▶ DATA PROVIDED:
....
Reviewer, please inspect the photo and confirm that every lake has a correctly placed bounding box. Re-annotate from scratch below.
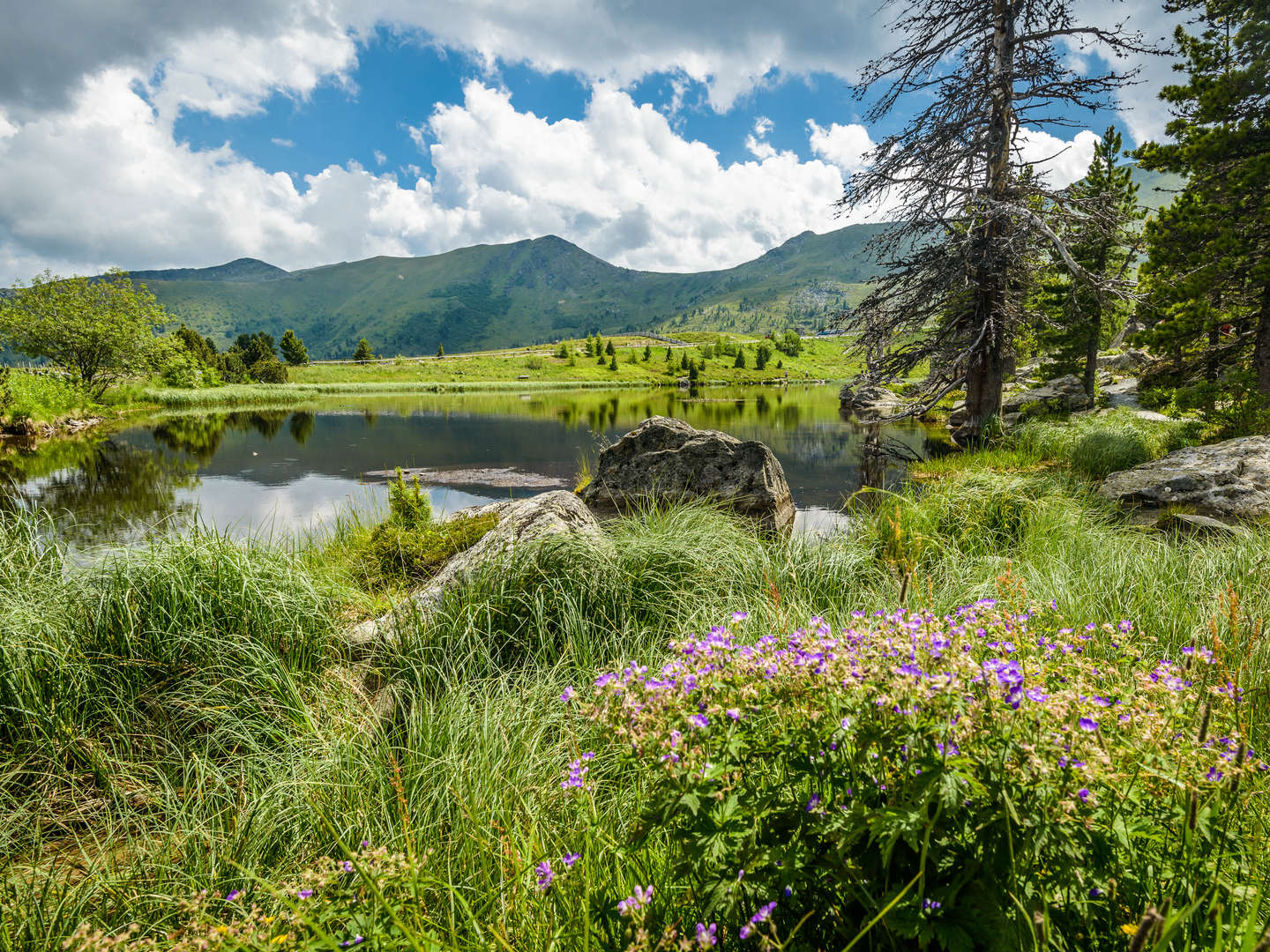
[0,386,946,547]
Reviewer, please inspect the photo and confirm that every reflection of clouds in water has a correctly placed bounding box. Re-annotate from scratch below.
[794,505,851,539]
[178,475,496,536]
[176,475,851,539]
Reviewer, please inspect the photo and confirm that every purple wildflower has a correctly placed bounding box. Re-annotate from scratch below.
[698,923,719,949]
[534,859,555,892]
....
▶ THE TASK: Format the stretch from the line containing "Reviewer, please inspect the photo and confirm that every purple" through the end of the items as a JSON list of strings, with one string per line and blank lines omitted.

▶ ANSWER:
[
  "Reviewer, please inspect the photo and confirm that every purple wildflower has a correctly placed bounding box. Re-annotate from scratch below.",
  "[698,923,719,949]",
  "[534,859,555,892]"
]